YOUR OBJECTIVE - Could you repeat the records shown below exactly as written?

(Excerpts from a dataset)
'''

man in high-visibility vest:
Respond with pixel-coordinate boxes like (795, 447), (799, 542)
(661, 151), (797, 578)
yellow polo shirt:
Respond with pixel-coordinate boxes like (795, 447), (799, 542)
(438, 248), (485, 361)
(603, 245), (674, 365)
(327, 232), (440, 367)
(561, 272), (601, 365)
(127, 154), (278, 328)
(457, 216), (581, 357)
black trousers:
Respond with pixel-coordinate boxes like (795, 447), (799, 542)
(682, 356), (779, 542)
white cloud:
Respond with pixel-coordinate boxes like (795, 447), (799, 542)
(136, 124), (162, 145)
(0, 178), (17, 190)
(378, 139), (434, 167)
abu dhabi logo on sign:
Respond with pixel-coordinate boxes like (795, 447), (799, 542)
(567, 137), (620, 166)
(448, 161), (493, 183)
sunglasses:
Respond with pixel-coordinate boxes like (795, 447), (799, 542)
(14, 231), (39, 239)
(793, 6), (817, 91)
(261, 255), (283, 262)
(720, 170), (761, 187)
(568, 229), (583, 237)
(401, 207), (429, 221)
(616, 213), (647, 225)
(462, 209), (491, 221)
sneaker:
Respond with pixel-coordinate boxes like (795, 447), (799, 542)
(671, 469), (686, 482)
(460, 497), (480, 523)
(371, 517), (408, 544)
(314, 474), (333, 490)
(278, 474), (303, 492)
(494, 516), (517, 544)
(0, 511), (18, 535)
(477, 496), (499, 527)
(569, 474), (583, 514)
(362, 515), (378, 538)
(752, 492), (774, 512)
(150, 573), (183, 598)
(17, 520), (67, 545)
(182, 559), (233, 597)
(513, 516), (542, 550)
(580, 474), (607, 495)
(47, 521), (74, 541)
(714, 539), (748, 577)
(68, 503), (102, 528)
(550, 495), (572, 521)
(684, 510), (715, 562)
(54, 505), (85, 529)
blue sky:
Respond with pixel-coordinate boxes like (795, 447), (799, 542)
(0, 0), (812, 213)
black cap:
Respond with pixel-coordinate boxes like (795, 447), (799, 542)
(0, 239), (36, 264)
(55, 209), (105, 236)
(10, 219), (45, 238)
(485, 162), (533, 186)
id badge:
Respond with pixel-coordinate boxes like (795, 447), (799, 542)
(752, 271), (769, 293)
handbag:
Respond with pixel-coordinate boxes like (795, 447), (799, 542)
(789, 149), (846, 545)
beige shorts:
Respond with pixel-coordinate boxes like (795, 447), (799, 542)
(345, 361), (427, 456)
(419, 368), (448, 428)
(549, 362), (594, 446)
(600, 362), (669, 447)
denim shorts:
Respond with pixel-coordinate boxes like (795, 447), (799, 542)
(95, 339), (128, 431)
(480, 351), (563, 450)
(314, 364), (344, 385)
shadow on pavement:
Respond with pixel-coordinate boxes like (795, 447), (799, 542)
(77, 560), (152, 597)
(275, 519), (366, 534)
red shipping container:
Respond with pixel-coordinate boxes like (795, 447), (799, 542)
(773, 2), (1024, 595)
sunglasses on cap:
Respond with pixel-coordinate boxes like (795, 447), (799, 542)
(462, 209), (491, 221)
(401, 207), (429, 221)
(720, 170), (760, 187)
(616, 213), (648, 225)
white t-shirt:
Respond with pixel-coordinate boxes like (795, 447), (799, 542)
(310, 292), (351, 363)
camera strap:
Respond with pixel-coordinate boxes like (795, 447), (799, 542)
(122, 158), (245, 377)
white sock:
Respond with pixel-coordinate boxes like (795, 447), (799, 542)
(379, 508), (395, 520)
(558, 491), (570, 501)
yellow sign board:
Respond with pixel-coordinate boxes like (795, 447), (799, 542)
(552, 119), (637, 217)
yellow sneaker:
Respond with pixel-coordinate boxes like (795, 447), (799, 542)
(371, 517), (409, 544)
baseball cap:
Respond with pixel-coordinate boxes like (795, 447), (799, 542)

'''

EXERCISE ANSWER -
man in high-visibility vest:
Respond with pixel-coordinate boxes like (795, 447), (799, 542)
(661, 151), (797, 578)
yellow polo shirt:
Respond with pixel-coordinate boxes like (795, 447), (799, 542)
(438, 248), (485, 361)
(603, 245), (674, 365)
(327, 232), (440, 367)
(561, 272), (601, 365)
(127, 154), (278, 328)
(457, 216), (581, 357)
black trousers:
Respond with pixel-coordinate boxes like (795, 447), (799, 542)
(682, 356), (779, 542)
white cloud:
Respond with pixel-coordinate boxes like (795, 447), (799, 542)
(136, 124), (162, 145)
(0, 178), (17, 190)
(378, 139), (434, 167)
abu dhabi logo on sign:
Respond with pixel-coordinate boxes like (795, 447), (799, 542)
(567, 137), (620, 166)
(448, 161), (493, 183)
sunglasses:
Respond with pixel-coordinate boxes like (795, 447), (799, 542)
(14, 231), (39, 239)
(793, 6), (817, 91)
(261, 255), (283, 262)
(720, 170), (761, 187)
(568, 229), (583, 237)
(401, 207), (429, 221)
(616, 213), (647, 225)
(462, 209), (491, 221)
sneaker:
Respond with pixel-coordinate boxes like (795, 447), (799, 542)
(671, 469), (686, 482)
(460, 497), (480, 523)
(371, 517), (408, 544)
(314, 474), (333, 490)
(278, 474), (303, 492)
(494, 516), (517, 544)
(0, 511), (18, 535)
(477, 496), (499, 527)
(569, 474), (583, 514)
(362, 515), (378, 538)
(752, 492), (774, 512)
(150, 573), (183, 598)
(17, 520), (67, 545)
(182, 559), (233, 597)
(513, 516), (542, 550)
(580, 474), (607, 495)
(47, 521), (74, 541)
(714, 539), (748, 577)
(68, 503), (102, 528)
(550, 495), (572, 521)
(684, 510), (715, 562)
(54, 505), (85, 529)
blue sky:
Respond with pixel-coordinate boxes like (795, 447), (799, 542)
(0, 0), (812, 213)
black cap:
Respond with pixel-coordinate boxes like (795, 447), (799, 542)
(0, 239), (36, 264)
(55, 209), (105, 236)
(10, 219), (45, 238)
(485, 162), (533, 186)
id badge:
Respond with pixel-coordinate boxes like (795, 447), (799, 542)
(752, 271), (769, 293)
handbag:
Respond with pixel-coordinate boxes like (795, 447), (799, 542)
(789, 149), (846, 545)
beige shorts:
Respond with pixel-coordinate boxes like (795, 447), (799, 542)
(345, 361), (427, 456)
(419, 368), (448, 428)
(549, 362), (594, 446)
(600, 362), (669, 447)
denim shorts:
Respond with pixel-coordinate boxes like (795, 447), (799, 542)
(95, 339), (128, 431)
(480, 351), (563, 450)
(314, 364), (344, 385)
shadow on pavement:
Respond with pixel-coordinate boxes like (795, 447), (799, 542)
(77, 560), (152, 597)
(275, 519), (366, 534)
red shipping container:
Respond with pixel-coordinate boxes like (795, 447), (799, 542)
(773, 2), (1024, 595)
sunglasses on cap:
Respond with pixel-coordinate boxes like (795, 447), (799, 542)
(462, 209), (491, 221)
(401, 207), (429, 221)
(720, 170), (760, 187)
(616, 213), (648, 225)
white t-shirt:
Respond with pixel-coordinate boxes like (795, 447), (799, 542)
(310, 292), (351, 363)
camera strap:
Respond with pixel-coordinate boxes like (795, 447), (799, 542)
(122, 158), (245, 377)
white sock:
Respond with pixel-coordinate boxes like (795, 447), (799, 542)
(379, 508), (395, 520)
(558, 491), (570, 501)
yellow sign board:
Respond with pixel-coordinate boxes like (795, 447), (799, 542)
(552, 119), (637, 217)
yellow sneaker:
Respond with pixel-coordinate boxes like (795, 447), (799, 542)
(371, 517), (409, 544)
baseball cap:
Respond with pixel-coordinate boxes like (795, 447), (799, 542)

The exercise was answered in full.